## INSTRUCTIONS FOR THE TASK
Restate the data below word for word, leaving nothing out.

(SUPPLIED INFORMATION)

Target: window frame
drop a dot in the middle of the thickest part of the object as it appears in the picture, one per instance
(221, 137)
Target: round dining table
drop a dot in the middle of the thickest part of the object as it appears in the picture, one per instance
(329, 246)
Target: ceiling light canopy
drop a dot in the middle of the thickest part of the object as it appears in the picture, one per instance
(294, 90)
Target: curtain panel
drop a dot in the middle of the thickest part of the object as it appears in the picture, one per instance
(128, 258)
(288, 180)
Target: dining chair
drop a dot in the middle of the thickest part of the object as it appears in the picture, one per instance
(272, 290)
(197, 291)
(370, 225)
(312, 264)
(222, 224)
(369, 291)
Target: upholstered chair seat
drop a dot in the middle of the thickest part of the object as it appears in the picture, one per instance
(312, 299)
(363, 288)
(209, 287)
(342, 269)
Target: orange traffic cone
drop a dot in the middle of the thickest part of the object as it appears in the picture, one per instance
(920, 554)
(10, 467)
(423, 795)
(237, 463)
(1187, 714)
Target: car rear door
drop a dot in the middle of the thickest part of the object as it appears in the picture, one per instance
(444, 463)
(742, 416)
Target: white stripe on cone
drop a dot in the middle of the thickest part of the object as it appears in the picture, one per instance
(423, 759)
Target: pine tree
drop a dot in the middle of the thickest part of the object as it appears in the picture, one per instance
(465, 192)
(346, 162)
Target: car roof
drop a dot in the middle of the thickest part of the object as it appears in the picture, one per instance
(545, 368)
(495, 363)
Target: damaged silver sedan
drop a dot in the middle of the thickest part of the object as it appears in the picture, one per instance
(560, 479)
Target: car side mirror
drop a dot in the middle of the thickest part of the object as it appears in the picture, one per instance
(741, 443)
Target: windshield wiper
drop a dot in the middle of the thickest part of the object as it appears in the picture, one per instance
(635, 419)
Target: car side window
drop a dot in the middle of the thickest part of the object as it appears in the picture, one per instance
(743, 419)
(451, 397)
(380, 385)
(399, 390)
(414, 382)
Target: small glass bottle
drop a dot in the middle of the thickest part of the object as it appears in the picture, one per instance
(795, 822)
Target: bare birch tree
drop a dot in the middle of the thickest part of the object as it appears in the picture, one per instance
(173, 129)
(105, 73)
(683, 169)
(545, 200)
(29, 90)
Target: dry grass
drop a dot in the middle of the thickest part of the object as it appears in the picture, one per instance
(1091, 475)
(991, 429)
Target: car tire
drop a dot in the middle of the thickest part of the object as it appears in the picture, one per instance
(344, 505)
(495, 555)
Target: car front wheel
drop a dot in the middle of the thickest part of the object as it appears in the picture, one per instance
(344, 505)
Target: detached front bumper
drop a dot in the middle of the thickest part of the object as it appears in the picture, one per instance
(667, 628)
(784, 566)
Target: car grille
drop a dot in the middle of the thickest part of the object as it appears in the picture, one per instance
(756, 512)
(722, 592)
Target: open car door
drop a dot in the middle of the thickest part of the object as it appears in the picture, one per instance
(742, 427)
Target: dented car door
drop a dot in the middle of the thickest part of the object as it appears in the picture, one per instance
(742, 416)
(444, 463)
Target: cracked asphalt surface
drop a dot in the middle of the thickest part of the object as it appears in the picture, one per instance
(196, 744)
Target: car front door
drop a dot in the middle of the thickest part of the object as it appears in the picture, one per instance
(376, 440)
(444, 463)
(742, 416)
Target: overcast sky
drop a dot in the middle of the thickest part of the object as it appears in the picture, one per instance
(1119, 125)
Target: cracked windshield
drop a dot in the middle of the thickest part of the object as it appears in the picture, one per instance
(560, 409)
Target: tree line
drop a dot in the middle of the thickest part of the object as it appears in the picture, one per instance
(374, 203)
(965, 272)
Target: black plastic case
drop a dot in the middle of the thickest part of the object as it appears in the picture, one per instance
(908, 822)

(End SUPPLIED INFORMATION)

## WRITTEN SOLUTION
Target: window frame
drop a dot in the middle of the thickest part of the object as it appears in the picture, one per instance
(221, 137)
Target: round dining table
drop a dot in the middle of the thickest part of the object as it appears in the picture, one per instance
(329, 246)
Target: ceiling light canopy
drop a dot in the middle of the thickest part of the object as it appears in the picture, one per instance
(294, 90)
Target: curtain panel
drop a dot in the middle of the thickest part of the object as it appears in the picture, one per instance
(128, 258)
(288, 180)
Target: dining chair
drop a dot in the middle of the thickest part of the object as it appears in the picture, one per instance
(272, 290)
(197, 291)
(370, 225)
(312, 264)
(222, 224)
(369, 291)
Target: upholstered chair seat
drop a dot in the middle of the thickest part of the object as it appears in the picture, one per instance
(312, 299)
(363, 288)
(209, 287)
(342, 269)
Target: orange traffic cone
drop a dot in the middle of the thickest part of the object as it appears in the picture, one per instance
(920, 554)
(10, 467)
(423, 795)
(237, 463)
(1187, 714)
Target: car rear door
drop a dot in the middle of the thickest part of the object as it appears in the picture, one per instance
(444, 463)
(742, 416)
Target: white stripe on cone
drop a dot in the middle of the thickest part of the object as it appears in the picture, one per instance
(423, 759)
Target: pine tree
drop a dot in the middle of the thickest part of the object as it appears in the picture, one per instance
(465, 192)
(346, 162)
Target: car roof
drop a dot in the middle of the thickest part of the object as it appears in the picture, one per instance
(545, 368)
(495, 363)
Target: damaged silver sedan
drop a dot in the middle of the thickest part of the object as it appears in the picture, one per instance
(560, 479)
Target: car side mirror
drop a dot in the middle of the thickest part of the object as it appears in the picture, one per instance
(741, 443)
Target: windshield wiper
drop a dot in the middle of the thickest part of the object as it appears in the picture, one per instance
(635, 419)
Target: car side window
drop a dot in the middle of the thickest part of the object as it appears in the picture, one per instance
(743, 419)
(451, 397)
(380, 385)
(399, 390)
(414, 382)
Target: small glass bottle
drop a dot in the middle of the thickest part of the object as it appears in the picture, one per instance
(795, 822)
Target: bare birch tree
drop a dot in the middle of the thickest part of the object as it appears in the picture, one per instance
(173, 129)
(105, 73)
(683, 169)
(545, 200)
(29, 90)
Target: dry grass
drop a dot in the middle of the thickest part of the object as it appears in the picture, one per instance
(1091, 475)
(991, 429)
Target: car tire
drop a dot in the middle of the thickest part of the object as it appears in the picture, one per instance
(344, 505)
(495, 555)
Target: car front wheel
drop a dot in the middle of the thickest part of the object as it appears in the picture, one per instance
(344, 505)
Target: detached front bumper
drop a dot in the middle of the thickest part of the object as it appears in the picture, one per instance
(667, 628)
(784, 566)
Target: car grille
drop a dot in the middle of the thickest part of the object as it appears in the picture, one per instance
(756, 512)
(722, 592)
Target: open car door
drop a dot in the middle of the thickest part of the object as it appears in the picture, one per instance
(742, 427)
Target: dented car door
drop a dot in the middle of the thickest part of the object as it appears in the picture, one per instance
(742, 416)
(444, 463)
Target: cracked asphalt surface
drop a dot in the middle of the thickest part of the object as it appears in the picture, one per instance
(196, 744)
Target: car front door
drop a dot in the middle of the thickest part of the object as it appears in the picture, one per instance
(376, 440)
(444, 463)
(742, 416)
Target: overcast sky
drop a dot in the middle of the thickest part of the object as it appears in the picture, one per instance
(1119, 125)
Target: cracked windshield
drop a dot in the middle of the thickest part of the object as it appears in the picture, one per instance
(560, 409)
Target: tree line
drop a dot in the middle of the thickest part of the object as it appears in the picture, one per instance
(374, 203)
(965, 272)
Target: black plastic case
drop a dot in the middle of the thickest part of the object as it appears in the picture, one per instance
(908, 822)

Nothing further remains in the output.